The Service Operations Team (SOC) are responsible for the primary operation & availability of HealthHero's platforms and services. The team are responsible for identifying and resolving issues in production (ideally before they become visible to customers) and working with the wider engineering community to ensure we chase down and mitigate areas of risk. The team is part of the Infrastructure and Data Engineering department and will report to the Director/VP of the department.
As a Tech Lead you will play a crucial part in defining and building this team along with deciding how it interacts with the rest of the business. You will be working alongside other teams developing not only our products but our automation, telemetry and infrastructure.
This is the first role being hired in this space so you'll get the chance to lean on your career's knowledge to set up a world class team and create ways of working to suit. Our SOC will not be behind closed doors - you'll get to interact with the developers, the architects and the security team and play a crucial part in making sure we bake operational smarts into our systems from the start. If this sounds like the sort of fun you like then read on!Key Responsibilities
- As a SOC Tech Lead, you'll be responsible for
- Defining the SOC team, hiring key individuals, setting up its processes and tooling.
- Monitoring our production environments and reacting fast to prevent or reduce customer visible impact.
- Accurate Escalation of incidents when required
- Communication of production issues to key stakeholders, working alongside Service Management
- Troubleshooting, reproducing and mitigating issues in our production environments
- Incident management of high severity issues impacting our sites and services
- Creating automation and tooling to improve our processes
- Supporting service prior to go-live through pre-launch reviews
- Designing and participating in events such as Wargames to test our operational response and Identify areas of weakness in our platforms.

Exercise description:
Can you write out the SOC Tech Lead posting word for word, everything from "- Monitoring our" down to "in our platforms."? You won't need any of the records.

Dataset excerpts:

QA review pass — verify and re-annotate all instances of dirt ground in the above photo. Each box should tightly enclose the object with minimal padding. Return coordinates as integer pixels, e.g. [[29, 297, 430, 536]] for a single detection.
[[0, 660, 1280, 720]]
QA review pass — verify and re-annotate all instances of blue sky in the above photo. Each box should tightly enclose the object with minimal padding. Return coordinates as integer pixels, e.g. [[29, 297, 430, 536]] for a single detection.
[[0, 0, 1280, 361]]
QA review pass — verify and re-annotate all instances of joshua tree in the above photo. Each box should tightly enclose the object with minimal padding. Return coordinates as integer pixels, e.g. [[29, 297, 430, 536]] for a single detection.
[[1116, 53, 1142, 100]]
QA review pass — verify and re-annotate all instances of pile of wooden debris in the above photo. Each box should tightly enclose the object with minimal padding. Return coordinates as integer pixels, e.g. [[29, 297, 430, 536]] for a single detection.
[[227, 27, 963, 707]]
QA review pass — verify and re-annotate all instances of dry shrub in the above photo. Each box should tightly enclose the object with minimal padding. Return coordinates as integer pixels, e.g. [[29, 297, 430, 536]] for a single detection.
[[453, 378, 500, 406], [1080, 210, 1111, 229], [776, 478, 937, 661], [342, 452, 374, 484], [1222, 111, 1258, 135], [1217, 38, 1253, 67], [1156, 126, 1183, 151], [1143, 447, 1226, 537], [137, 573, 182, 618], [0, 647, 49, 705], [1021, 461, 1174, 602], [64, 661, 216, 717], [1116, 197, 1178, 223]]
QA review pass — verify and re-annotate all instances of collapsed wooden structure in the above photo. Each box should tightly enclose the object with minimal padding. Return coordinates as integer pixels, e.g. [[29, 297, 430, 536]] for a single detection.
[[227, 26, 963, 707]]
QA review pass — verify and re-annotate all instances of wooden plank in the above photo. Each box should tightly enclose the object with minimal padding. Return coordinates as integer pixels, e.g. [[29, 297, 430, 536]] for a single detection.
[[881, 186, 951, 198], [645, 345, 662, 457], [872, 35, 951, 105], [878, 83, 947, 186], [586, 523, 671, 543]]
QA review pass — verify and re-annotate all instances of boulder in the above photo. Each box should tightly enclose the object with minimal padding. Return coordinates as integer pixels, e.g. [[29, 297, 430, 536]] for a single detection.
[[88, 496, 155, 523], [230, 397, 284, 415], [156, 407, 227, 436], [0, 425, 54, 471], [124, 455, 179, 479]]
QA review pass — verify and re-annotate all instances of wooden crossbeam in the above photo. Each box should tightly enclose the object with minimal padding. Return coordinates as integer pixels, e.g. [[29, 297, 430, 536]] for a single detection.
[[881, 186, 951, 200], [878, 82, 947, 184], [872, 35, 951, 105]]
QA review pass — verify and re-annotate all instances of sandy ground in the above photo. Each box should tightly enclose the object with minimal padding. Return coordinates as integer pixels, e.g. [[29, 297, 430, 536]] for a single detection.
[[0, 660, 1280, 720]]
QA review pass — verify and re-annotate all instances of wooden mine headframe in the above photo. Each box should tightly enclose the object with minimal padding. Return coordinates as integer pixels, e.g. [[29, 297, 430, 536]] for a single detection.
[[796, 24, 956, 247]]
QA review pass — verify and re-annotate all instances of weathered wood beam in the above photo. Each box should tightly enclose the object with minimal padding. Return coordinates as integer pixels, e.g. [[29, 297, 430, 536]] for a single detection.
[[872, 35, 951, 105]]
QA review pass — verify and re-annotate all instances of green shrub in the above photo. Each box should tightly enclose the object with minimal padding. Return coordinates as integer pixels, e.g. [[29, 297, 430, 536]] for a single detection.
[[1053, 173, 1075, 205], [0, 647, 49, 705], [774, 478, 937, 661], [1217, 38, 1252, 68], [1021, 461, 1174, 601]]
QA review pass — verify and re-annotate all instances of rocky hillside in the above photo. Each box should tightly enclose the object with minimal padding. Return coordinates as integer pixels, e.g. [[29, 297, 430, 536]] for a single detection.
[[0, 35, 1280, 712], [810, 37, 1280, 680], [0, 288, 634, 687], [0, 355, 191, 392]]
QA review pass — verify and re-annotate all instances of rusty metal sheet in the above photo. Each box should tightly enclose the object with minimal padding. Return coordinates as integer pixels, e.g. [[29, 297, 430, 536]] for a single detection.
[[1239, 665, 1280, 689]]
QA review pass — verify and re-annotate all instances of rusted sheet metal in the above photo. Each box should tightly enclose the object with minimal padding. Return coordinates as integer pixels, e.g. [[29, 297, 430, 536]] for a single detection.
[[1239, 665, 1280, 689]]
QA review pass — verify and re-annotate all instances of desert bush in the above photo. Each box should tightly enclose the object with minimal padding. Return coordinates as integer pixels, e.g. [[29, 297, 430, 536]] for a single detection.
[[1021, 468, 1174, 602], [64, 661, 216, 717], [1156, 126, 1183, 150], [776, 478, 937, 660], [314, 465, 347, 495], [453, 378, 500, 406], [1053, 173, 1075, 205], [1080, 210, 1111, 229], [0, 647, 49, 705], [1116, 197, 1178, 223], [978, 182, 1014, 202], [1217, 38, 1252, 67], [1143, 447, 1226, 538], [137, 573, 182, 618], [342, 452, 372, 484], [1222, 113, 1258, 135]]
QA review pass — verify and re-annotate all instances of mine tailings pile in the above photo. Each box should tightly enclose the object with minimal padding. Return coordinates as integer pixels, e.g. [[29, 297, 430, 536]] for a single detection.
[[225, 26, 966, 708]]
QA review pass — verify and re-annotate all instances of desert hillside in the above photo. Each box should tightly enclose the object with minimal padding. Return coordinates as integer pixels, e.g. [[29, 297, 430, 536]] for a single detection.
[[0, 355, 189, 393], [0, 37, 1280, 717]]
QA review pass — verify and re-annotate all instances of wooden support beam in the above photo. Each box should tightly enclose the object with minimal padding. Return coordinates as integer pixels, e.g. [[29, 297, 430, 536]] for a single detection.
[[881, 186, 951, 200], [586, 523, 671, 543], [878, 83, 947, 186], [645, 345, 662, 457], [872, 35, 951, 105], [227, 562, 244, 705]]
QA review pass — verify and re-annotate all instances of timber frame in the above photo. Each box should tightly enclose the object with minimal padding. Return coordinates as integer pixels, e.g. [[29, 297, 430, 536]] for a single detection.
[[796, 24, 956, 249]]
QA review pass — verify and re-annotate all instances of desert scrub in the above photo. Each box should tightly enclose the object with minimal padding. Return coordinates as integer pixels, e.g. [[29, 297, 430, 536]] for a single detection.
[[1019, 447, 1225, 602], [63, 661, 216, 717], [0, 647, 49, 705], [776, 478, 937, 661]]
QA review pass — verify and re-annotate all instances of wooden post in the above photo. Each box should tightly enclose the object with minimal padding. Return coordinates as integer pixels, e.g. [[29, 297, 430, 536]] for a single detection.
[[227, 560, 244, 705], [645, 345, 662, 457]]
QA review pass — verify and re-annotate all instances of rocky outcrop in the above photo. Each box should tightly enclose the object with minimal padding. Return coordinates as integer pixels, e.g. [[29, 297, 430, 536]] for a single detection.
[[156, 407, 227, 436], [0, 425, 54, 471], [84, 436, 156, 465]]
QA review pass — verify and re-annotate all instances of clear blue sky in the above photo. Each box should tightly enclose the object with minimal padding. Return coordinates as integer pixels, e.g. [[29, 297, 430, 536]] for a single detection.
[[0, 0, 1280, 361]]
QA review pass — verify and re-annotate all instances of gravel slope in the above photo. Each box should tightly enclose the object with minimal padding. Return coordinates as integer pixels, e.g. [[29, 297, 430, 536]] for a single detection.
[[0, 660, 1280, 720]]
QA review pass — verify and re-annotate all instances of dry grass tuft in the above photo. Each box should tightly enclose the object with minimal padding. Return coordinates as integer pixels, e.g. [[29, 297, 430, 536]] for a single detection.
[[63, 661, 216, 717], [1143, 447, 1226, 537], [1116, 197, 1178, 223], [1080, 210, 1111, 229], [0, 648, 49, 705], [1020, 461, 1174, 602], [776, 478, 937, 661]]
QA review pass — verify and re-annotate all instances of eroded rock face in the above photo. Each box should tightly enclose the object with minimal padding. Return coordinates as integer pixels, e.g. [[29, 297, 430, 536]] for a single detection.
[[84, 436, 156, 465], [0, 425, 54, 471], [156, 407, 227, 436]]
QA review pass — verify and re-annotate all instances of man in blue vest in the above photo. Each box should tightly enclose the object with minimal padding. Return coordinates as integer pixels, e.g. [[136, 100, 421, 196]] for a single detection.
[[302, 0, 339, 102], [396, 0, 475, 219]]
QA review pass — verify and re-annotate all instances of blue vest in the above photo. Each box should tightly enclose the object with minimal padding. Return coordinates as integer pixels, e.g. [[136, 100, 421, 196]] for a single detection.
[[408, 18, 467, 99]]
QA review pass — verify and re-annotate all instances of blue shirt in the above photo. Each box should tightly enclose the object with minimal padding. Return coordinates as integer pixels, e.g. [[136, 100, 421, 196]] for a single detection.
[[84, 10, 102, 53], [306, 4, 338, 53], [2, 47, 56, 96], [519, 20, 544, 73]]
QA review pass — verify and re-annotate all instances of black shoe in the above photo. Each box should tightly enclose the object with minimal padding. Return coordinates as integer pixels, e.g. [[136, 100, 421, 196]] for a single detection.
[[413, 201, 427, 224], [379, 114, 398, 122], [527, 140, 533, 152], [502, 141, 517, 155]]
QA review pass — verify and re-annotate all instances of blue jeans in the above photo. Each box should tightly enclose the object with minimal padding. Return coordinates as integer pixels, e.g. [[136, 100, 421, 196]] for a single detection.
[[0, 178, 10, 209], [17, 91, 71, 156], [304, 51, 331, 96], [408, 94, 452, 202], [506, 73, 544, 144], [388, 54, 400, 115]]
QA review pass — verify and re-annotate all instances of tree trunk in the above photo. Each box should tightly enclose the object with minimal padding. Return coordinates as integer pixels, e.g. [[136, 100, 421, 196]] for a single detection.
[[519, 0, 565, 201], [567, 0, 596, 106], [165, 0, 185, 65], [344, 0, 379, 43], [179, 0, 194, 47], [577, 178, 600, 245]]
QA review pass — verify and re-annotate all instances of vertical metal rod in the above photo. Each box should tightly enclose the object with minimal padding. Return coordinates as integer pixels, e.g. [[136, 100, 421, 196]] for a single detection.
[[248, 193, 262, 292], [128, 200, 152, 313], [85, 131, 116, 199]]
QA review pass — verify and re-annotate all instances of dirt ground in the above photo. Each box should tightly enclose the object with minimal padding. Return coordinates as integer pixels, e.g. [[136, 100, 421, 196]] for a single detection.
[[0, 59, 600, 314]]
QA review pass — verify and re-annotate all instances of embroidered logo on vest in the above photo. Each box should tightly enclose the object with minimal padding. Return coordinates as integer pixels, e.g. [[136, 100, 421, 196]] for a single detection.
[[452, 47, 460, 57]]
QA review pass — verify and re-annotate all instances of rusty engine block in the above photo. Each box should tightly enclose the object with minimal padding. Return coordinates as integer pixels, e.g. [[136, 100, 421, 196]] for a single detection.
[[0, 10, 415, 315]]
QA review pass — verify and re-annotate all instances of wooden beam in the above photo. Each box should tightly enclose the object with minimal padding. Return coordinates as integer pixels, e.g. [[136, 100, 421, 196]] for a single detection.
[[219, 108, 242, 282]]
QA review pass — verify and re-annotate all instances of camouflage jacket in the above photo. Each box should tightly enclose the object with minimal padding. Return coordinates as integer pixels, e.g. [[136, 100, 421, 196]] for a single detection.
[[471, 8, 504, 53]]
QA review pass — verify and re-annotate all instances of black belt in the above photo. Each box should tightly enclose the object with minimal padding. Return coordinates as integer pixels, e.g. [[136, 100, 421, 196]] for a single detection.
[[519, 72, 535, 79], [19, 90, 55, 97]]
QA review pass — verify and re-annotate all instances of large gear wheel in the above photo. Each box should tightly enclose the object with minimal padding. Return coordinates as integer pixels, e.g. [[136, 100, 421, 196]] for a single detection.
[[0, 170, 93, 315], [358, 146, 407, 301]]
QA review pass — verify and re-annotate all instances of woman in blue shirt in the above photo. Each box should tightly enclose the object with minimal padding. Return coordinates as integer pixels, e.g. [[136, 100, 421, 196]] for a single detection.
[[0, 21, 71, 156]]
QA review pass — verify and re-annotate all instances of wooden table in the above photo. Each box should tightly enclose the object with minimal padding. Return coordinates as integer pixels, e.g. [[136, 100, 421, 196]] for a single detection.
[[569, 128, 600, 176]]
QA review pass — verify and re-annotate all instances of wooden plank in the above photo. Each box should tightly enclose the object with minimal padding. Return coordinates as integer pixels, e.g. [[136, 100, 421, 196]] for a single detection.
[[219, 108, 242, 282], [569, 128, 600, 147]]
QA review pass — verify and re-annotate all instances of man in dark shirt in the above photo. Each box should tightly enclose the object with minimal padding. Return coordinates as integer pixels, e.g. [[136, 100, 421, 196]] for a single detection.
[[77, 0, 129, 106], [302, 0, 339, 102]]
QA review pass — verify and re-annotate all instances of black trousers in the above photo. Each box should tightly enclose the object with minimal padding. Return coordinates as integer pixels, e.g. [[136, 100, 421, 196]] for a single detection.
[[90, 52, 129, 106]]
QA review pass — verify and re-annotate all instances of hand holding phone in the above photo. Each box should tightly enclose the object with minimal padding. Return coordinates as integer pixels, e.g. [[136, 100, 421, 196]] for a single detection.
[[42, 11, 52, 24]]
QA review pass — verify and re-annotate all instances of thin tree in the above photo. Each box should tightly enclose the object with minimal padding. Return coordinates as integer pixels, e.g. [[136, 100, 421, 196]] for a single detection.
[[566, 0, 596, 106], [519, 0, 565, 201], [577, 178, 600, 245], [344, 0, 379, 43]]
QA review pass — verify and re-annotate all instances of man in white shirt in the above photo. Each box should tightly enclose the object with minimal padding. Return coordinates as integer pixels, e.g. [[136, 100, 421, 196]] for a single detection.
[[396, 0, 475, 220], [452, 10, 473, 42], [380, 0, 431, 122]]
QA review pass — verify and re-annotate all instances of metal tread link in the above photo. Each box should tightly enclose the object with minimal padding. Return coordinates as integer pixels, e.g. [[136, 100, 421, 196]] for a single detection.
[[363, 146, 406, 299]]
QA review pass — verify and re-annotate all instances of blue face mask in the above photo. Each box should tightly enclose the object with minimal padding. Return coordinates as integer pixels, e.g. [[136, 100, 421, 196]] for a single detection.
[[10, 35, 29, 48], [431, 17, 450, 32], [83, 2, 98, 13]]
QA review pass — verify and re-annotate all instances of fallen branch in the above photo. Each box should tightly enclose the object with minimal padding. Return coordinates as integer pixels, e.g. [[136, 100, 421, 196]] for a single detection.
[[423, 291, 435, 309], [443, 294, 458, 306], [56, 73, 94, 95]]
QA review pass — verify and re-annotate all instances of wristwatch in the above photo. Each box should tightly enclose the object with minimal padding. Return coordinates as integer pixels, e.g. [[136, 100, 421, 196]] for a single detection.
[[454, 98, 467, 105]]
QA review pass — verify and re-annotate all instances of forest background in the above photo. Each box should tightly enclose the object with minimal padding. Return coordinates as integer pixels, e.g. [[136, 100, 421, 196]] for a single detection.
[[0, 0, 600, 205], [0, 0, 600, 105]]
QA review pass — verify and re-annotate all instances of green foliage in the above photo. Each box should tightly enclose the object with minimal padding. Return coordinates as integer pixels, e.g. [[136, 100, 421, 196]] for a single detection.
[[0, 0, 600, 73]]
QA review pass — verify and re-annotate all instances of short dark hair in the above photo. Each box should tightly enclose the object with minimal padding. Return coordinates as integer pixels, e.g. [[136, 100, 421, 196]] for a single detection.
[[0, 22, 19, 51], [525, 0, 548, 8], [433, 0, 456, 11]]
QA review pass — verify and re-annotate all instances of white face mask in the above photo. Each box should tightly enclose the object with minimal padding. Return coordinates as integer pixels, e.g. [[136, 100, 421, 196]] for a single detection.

Reply to the exercise:
- Monitoring our production environments and reacting fast to prevent or reduce customer visible impact.
- Accurate Escalation of incidents when required
- Communication of production issues to key stakeholders, working alongside Service Management
- Troubleshooting, reproducing and mitigating issues in our production environments
- Incident management of high severity issues impacting our sites and services
- Creating automation and tooling to improve our processes
- Supporting service prior to go-live through pre-launch reviews
- Designing and participating in events such as Wargames to test our operational response and Identify areas of weakness in our platforms.